Stored records >>
^^^^^^^^^^^^^^^^
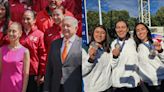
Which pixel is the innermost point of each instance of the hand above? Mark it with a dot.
(40, 79)
(157, 46)
(92, 52)
(116, 52)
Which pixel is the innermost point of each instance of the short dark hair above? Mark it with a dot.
(121, 20)
(106, 42)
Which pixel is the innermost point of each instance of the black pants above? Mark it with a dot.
(32, 85)
(125, 89)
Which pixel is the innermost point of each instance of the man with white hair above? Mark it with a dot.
(63, 72)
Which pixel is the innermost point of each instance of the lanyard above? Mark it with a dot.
(121, 46)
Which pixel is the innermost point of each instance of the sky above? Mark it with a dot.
(130, 5)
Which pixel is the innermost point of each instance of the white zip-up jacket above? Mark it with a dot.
(125, 73)
(97, 75)
(151, 70)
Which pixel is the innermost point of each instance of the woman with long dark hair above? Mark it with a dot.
(125, 77)
(97, 62)
(4, 21)
(151, 58)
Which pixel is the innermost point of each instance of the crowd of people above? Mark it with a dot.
(41, 51)
(129, 64)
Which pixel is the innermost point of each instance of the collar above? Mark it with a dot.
(72, 39)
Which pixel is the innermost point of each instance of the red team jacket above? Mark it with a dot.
(35, 43)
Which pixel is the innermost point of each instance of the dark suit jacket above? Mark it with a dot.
(71, 68)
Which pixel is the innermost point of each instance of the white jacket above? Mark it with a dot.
(151, 70)
(125, 74)
(97, 76)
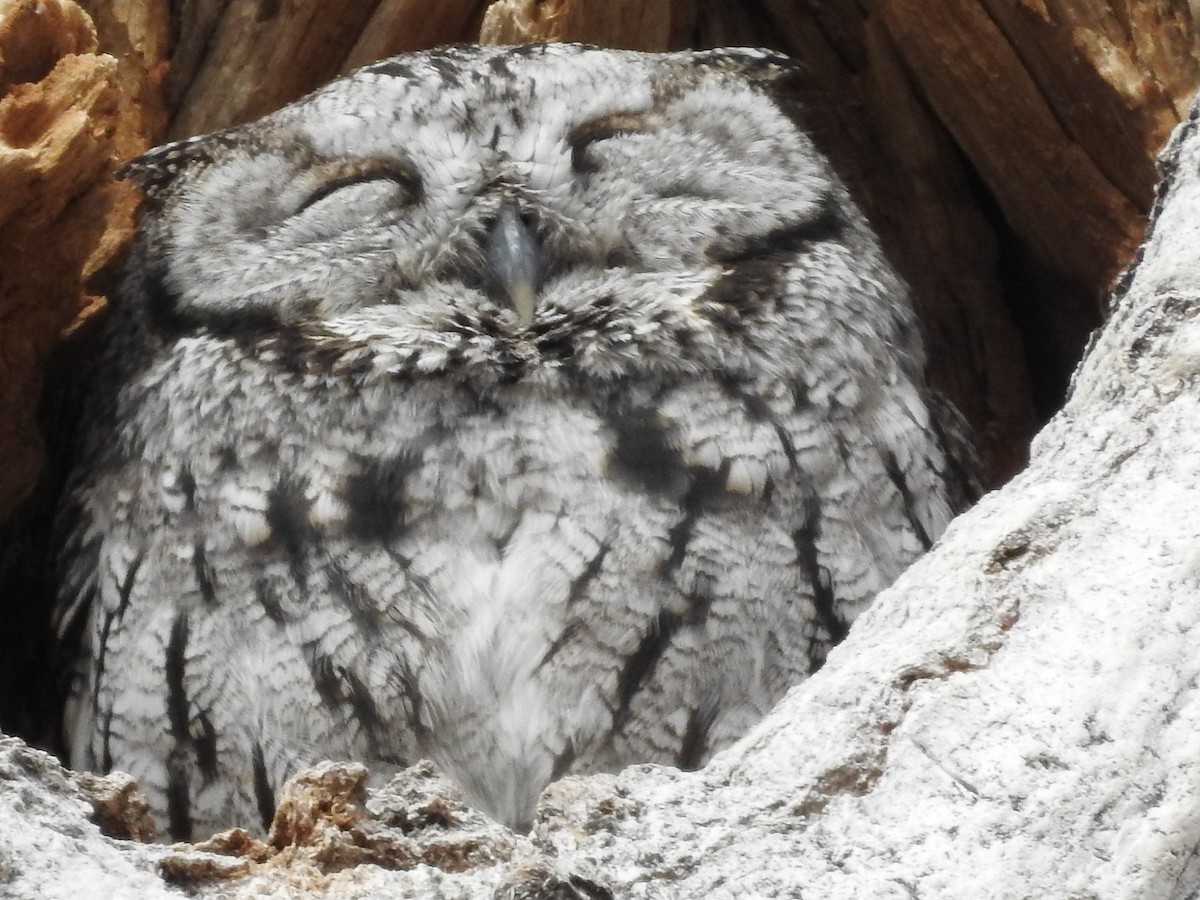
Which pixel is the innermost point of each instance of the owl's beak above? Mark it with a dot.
(514, 258)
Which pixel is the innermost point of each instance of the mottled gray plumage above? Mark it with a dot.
(529, 409)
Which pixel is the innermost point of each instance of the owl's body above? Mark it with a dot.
(531, 411)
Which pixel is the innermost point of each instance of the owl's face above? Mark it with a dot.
(509, 185)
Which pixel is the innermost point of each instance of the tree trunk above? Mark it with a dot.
(1015, 717)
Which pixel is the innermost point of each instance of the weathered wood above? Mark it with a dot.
(63, 121)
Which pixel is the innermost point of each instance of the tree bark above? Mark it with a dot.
(1014, 718)
(1003, 150)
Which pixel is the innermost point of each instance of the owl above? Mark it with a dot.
(528, 409)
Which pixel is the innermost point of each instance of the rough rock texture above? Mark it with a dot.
(1018, 717)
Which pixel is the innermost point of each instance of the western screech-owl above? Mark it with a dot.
(531, 409)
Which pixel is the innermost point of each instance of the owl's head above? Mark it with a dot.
(497, 196)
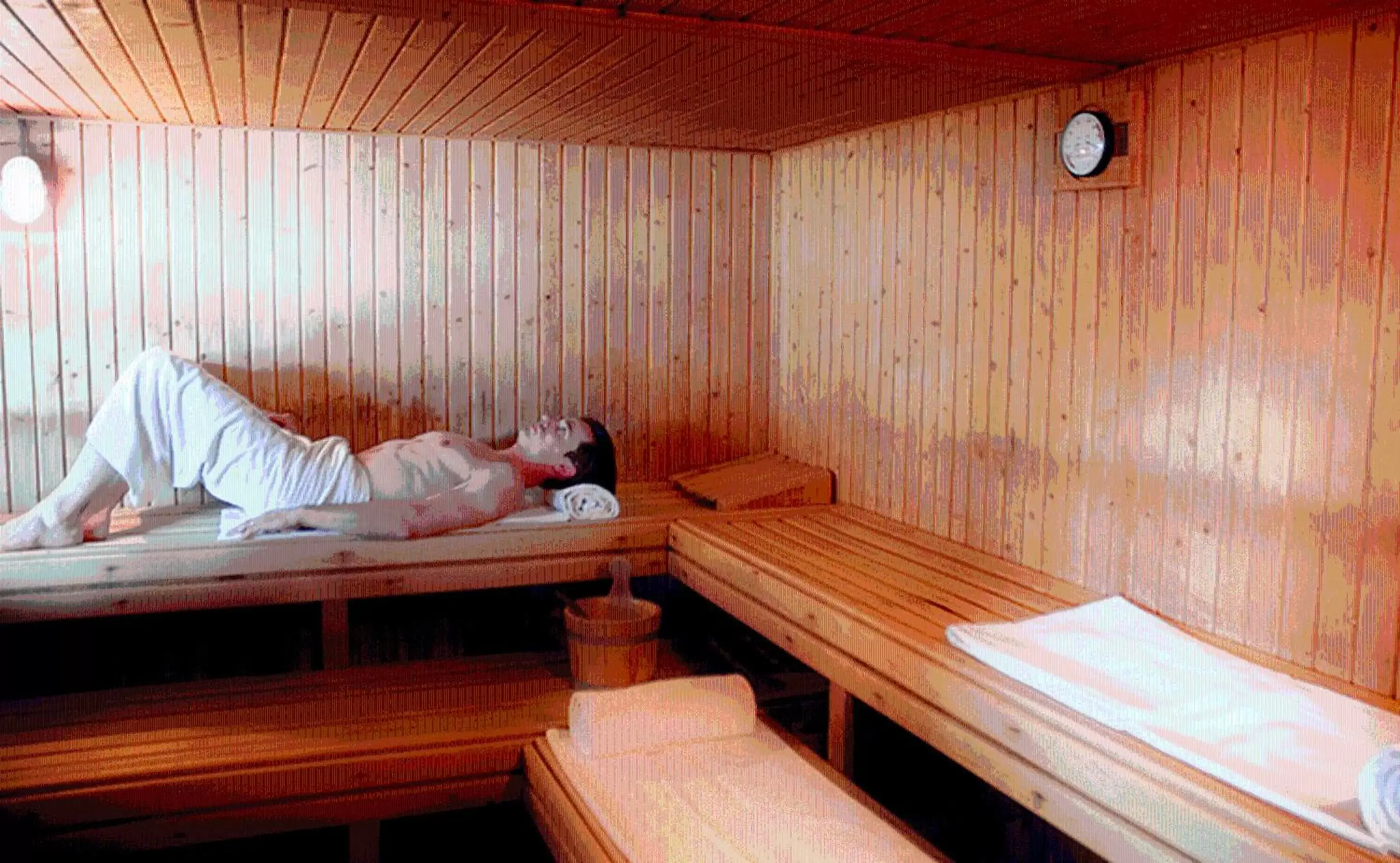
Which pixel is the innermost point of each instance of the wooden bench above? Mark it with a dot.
(171, 561)
(574, 834)
(215, 760)
(866, 602)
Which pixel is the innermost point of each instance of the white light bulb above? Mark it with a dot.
(21, 189)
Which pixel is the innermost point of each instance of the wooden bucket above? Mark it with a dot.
(612, 645)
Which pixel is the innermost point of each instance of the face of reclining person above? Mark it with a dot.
(549, 442)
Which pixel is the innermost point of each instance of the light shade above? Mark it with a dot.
(21, 189)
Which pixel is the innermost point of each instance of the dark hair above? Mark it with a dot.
(595, 462)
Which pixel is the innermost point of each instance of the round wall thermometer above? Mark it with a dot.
(1087, 143)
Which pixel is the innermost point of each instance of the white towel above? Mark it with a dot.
(660, 714)
(1379, 796)
(679, 788)
(168, 423)
(1294, 745)
(231, 518)
(584, 502)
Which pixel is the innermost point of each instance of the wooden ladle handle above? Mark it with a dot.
(621, 570)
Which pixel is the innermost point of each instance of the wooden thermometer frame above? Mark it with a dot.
(1123, 171)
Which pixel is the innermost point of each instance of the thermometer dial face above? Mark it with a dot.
(1085, 145)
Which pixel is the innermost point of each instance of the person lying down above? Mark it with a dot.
(170, 423)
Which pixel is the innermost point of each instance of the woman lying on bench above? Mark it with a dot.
(170, 423)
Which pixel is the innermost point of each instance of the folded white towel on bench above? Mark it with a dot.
(584, 502)
(1302, 747)
(1379, 796)
(710, 784)
(576, 504)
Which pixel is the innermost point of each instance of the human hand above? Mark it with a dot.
(278, 521)
(287, 422)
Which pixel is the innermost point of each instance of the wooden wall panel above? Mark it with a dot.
(488, 69)
(1183, 392)
(385, 286)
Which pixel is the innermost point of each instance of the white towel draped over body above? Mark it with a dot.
(675, 778)
(168, 423)
(591, 504)
(1298, 746)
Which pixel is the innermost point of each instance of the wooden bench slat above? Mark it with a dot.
(385, 740)
(1202, 816)
(819, 577)
(899, 575)
(919, 560)
(1039, 792)
(979, 560)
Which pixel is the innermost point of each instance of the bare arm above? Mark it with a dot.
(483, 500)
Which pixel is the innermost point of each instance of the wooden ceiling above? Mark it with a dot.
(727, 75)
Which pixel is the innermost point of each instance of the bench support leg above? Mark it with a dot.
(364, 842)
(335, 634)
(840, 739)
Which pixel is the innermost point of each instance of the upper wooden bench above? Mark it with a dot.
(866, 602)
(171, 560)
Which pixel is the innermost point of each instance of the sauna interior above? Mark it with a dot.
(878, 369)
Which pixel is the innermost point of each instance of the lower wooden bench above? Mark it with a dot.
(574, 835)
(216, 760)
(866, 602)
(170, 560)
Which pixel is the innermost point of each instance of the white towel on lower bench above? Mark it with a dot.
(581, 502)
(710, 793)
(1294, 745)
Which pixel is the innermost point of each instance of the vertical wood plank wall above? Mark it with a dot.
(1186, 392)
(384, 286)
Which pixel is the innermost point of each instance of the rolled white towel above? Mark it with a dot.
(661, 714)
(586, 502)
(1378, 791)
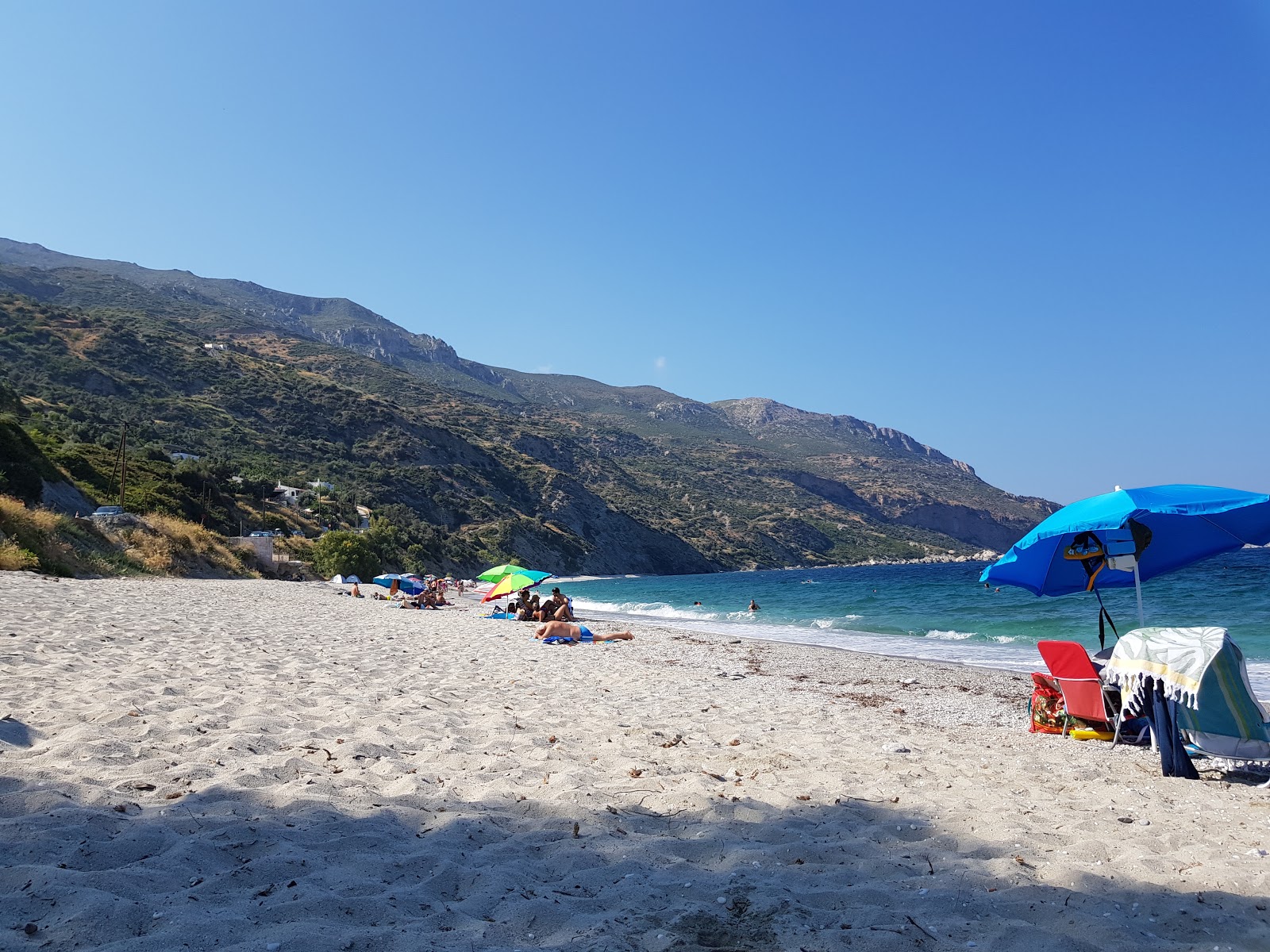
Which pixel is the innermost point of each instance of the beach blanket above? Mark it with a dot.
(1176, 658)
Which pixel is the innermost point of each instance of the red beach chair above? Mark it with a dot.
(1083, 693)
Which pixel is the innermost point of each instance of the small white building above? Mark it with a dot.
(287, 495)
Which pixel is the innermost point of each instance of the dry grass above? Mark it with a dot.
(18, 520)
(165, 545)
(40, 535)
(162, 545)
(16, 559)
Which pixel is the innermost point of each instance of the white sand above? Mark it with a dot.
(230, 765)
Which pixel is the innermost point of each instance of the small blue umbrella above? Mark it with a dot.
(410, 587)
(1132, 535)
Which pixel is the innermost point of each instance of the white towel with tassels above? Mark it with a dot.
(1176, 658)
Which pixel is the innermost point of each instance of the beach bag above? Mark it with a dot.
(1045, 711)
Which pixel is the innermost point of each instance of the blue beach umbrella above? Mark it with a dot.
(410, 587)
(1132, 535)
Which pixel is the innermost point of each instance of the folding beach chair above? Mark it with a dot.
(1202, 672)
(1227, 721)
(1085, 696)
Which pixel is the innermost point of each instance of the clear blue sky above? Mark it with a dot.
(1034, 235)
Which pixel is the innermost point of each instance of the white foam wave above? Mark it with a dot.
(647, 609)
(825, 624)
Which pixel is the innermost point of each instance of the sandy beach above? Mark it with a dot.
(260, 765)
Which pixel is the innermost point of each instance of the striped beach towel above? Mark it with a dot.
(1203, 670)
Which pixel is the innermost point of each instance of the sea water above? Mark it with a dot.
(941, 611)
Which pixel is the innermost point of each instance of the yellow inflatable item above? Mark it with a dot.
(1090, 734)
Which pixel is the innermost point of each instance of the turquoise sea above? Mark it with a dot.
(939, 611)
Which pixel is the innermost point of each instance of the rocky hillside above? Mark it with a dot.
(563, 473)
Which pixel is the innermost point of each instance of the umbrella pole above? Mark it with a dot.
(1137, 587)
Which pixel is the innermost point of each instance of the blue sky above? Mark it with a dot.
(1034, 235)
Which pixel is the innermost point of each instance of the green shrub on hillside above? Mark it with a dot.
(344, 554)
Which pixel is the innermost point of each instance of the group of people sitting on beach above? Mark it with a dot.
(556, 612)
(530, 608)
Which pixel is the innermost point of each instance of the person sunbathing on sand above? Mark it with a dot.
(567, 634)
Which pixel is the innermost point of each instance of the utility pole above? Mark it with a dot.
(124, 465)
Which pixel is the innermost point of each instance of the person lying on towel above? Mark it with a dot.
(567, 634)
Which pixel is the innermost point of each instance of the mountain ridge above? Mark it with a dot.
(747, 482)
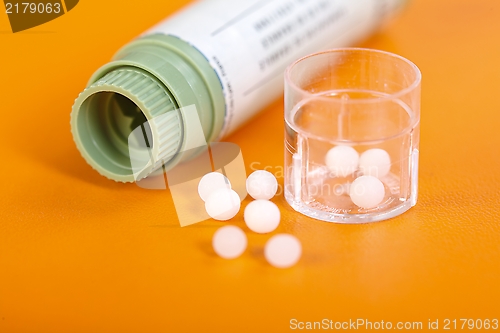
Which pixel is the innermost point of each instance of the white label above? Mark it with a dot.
(249, 43)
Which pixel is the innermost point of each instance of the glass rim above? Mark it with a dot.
(416, 82)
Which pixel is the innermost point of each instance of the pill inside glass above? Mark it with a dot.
(352, 120)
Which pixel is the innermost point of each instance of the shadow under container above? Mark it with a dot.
(352, 120)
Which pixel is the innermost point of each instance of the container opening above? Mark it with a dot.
(105, 121)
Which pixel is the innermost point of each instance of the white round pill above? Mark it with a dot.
(283, 250)
(262, 184)
(210, 182)
(262, 216)
(229, 242)
(367, 191)
(375, 162)
(342, 161)
(222, 204)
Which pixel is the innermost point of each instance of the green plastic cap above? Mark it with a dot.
(106, 112)
(143, 94)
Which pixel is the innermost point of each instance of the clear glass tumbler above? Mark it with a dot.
(352, 120)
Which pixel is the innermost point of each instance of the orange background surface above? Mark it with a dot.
(80, 253)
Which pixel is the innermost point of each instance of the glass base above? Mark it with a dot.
(347, 218)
^^^^^^^^^^^^^^^^
Task >> The line containing "tumbler above? Mark it with a dot." marks where to begin; the last line of the records marks where to stop. Copy both and all between, exactly.

The completed task >>
Which pixel is the innermost point of each instance of the clear glass tumbler above? Mark it with a dot.
(352, 120)
Which pixel is the innermost point of each instance of the orange background surface above? Mark it with a dot.
(80, 253)
Which pixel is the innermost point of each instance of the glass base above? Mark it with a dot.
(347, 218)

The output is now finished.